[Records from a data collection]
------------------------------------------------

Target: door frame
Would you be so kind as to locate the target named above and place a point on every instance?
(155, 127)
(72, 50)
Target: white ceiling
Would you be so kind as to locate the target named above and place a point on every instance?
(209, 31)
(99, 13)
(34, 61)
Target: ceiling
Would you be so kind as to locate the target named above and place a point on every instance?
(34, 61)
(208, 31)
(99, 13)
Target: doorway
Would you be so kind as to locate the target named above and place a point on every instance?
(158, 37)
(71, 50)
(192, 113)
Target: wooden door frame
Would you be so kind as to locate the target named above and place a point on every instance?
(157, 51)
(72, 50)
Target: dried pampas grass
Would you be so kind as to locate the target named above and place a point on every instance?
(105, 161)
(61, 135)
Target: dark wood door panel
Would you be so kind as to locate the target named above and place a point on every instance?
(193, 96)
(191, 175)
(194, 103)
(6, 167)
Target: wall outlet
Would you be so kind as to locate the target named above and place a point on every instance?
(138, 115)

------------------------------------------------

**ACTIVITY:** From the line that contains "Target: dark wood door panel" through the last line of the records above, copy every line exactly and leave out the rest.

**RESULT:**
Target: dark wood door panel
Would you be so kind as to locate the target named above and place a point on every instance?
(193, 96)
(191, 175)
(194, 103)
(6, 167)
Target: wall outlet
Would you be so kind as to locate the target named above and place a point on every instance?
(138, 115)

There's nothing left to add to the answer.